SET TASK — How many lines in the rows below contain the string "would"? Matching is case-sensitive. Reply with the number only.

DATA RECORDS —
════════════════════

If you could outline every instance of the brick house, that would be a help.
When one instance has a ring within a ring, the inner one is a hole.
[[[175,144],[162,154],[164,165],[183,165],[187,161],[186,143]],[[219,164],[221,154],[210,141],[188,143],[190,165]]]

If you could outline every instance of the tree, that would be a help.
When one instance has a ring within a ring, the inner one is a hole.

════════════════════

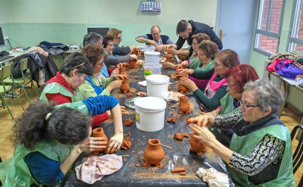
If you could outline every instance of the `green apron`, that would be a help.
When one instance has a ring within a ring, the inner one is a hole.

════════════════════

WRITTEN RESPONSE — 3